Task goal:
Retype the whole listing below line for line, without changing a single character.

Records for the exercise:
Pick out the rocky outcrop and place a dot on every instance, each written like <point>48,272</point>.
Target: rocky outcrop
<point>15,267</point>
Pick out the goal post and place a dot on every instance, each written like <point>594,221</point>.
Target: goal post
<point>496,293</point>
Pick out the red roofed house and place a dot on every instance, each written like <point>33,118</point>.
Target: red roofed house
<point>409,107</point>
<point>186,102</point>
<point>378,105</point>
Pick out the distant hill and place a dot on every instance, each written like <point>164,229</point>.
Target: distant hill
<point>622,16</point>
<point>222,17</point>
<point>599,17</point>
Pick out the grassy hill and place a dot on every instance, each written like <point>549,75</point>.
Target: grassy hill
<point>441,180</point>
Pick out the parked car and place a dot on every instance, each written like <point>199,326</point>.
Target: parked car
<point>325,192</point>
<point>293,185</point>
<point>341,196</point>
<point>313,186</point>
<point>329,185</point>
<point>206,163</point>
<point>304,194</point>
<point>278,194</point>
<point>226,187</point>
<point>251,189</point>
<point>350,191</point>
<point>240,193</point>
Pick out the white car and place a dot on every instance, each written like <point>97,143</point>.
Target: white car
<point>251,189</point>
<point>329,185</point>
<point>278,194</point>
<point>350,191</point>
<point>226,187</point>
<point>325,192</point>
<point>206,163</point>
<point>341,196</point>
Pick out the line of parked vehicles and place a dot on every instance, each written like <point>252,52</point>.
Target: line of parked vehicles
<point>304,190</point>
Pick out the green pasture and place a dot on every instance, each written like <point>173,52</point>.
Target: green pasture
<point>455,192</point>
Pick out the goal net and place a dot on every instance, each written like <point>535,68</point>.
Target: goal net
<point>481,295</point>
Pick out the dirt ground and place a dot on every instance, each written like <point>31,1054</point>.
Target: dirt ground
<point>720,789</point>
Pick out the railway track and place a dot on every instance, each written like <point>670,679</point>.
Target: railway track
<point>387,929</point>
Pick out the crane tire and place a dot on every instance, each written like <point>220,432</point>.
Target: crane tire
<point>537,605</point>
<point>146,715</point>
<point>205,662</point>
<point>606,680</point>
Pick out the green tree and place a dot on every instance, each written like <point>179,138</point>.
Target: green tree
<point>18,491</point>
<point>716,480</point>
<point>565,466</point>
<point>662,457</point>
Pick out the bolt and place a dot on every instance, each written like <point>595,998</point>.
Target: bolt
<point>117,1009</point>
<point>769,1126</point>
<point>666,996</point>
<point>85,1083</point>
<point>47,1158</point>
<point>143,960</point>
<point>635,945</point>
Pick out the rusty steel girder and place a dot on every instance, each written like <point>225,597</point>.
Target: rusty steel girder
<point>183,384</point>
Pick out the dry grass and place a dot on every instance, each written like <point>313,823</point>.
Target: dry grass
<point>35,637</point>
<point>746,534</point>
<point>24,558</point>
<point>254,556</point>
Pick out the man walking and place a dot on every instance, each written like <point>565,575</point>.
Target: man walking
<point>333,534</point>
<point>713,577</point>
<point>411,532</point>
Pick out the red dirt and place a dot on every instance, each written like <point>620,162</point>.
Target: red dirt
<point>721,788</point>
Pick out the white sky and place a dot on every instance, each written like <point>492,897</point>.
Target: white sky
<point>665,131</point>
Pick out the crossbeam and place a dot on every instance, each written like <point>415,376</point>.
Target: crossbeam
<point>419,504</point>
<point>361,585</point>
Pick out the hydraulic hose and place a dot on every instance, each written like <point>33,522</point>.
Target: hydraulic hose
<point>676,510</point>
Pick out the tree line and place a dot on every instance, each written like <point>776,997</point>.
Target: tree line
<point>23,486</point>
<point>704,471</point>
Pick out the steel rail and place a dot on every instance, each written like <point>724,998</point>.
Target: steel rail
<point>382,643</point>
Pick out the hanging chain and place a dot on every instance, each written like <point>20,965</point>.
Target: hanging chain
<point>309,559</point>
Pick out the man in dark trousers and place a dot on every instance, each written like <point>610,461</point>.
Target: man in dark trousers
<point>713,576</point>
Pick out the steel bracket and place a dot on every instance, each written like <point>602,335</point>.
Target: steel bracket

Solved problem:
Pick out the rocky outcrop and place a dot on every instance, each written like <point>48,272</point>.
Target: rocky outcrop
<point>15,267</point>
Pick out the goal post and place a dot on every instance, each written like <point>594,221</point>.
Target: goal post
<point>496,293</point>
Pick out the red roofed house and place a dot on every instance, each written like <point>33,118</point>.
Target: red roofed house
<point>409,107</point>
<point>186,102</point>
<point>378,105</point>
Pick out the distant hill and place a dot on every instance, each written like <point>164,229</point>.
Target: distant hill
<point>622,16</point>
<point>222,17</point>
<point>599,17</point>
Pick out the grassy hill and place a dot on every instance, each written like <point>549,75</point>.
Target: grassy hill
<point>441,180</point>
Pick out the parked car and place a dot on every instance, each written like <point>199,326</point>.
Target: parked car
<point>325,192</point>
<point>293,185</point>
<point>341,196</point>
<point>313,186</point>
<point>329,185</point>
<point>206,163</point>
<point>304,194</point>
<point>278,194</point>
<point>226,187</point>
<point>251,189</point>
<point>350,191</point>
<point>240,193</point>
Pick out the white car and place a dot on every instance, each written like <point>97,143</point>.
Target: white car
<point>251,189</point>
<point>329,185</point>
<point>278,194</point>
<point>350,191</point>
<point>226,187</point>
<point>325,192</point>
<point>206,163</point>
<point>341,196</point>
Pick out the line of parked vehicles and place a dot on every instance, each written like <point>252,52</point>.
Target: line of parked vehicles
<point>304,190</point>
Pick out the green pasture and place a dot on every instance, each written like <point>173,52</point>.
Target: green pasture
<point>455,192</point>
Pick out the goal net and place a dot on every instance, each written like <point>535,68</point>.
Target: goal net
<point>481,295</point>
Pick out the dirt ground and place a dot on every instance, each written like <point>31,1054</point>.
Target: dirt ground
<point>720,789</point>
Pick out the railway track and place a dot on every instance, each written like <point>670,679</point>.
Target: railway track
<point>387,929</point>
Pick out the crane tire and place a dot on every instance, each written like <point>220,432</point>.
Target: crane tire
<point>537,605</point>
<point>146,715</point>
<point>205,662</point>
<point>606,680</point>
Pick out the green tree and place a dot on every instance, each written like <point>179,138</point>.
Target: green tree
<point>18,491</point>
<point>716,480</point>
<point>565,466</point>
<point>662,457</point>
Pick out the bolt and place a dot on every instance, each written like <point>595,998</point>.
Target: bolt
<point>117,1009</point>
<point>769,1126</point>
<point>666,996</point>
<point>85,1083</point>
<point>47,1158</point>
<point>143,960</point>
<point>635,945</point>
Pick out the rusty steel girder and place a dot on every instance, each written like <point>225,597</point>.
Target: rusty steel girder
<point>183,384</point>
Pick out the dry grass and place a dot on every instance, each written like <point>313,823</point>.
Target: dry grass
<point>35,637</point>
<point>746,534</point>
<point>24,558</point>
<point>254,556</point>
Pick out the man walking and place a dot on every instance, each written like <point>565,575</point>.
Target: man walking
<point>333,534</point>
<point>713,577</point>
<point>411,532</point>
Pick out the red dirt and place a dot on every instance, each written like <point>620,162</point>.
Target: red dirt
<point>721,788</point>
Pick out the white sky and place a dot on every instance, each written like <point>492,897</point>.
Target: white sky
<point>665,131</point>
Pick out the crossbeam and place a dot on every instance, each written like <point>415,376</point>.
Target: crossbeam
<point>419,504</point>
<point>361,585</point>
Pick out the hydraulic hose and place a dot on every instance, each written like <point>33,522</point>.
Target: hydraulic hose
<point>676,510</point>
Pick out the tree line and place a dot on every instance, each written like <point>776,997</point>.
Target: tree line
<point>23,486</point>
<point>704,471</point>
Pick out the steel rail and place a dot on every instance, each written like <point>724,998</point>.
Target: steel rail
<point>382,643</point>
Pick out the hanging chain and place a dot on every instance, each written like <point>20,965</point>.
Target: hanging chain
<point>309,559</point>
Pick out the man in dark trousers and place a dot on every instance, each written like <point>610,461</point>.
Target: man in dark trousers
<point>713,576</point>
Pick out the steel bracket and place a dot on every instance, each written like <point>602,335</point>.
Target: steel bracket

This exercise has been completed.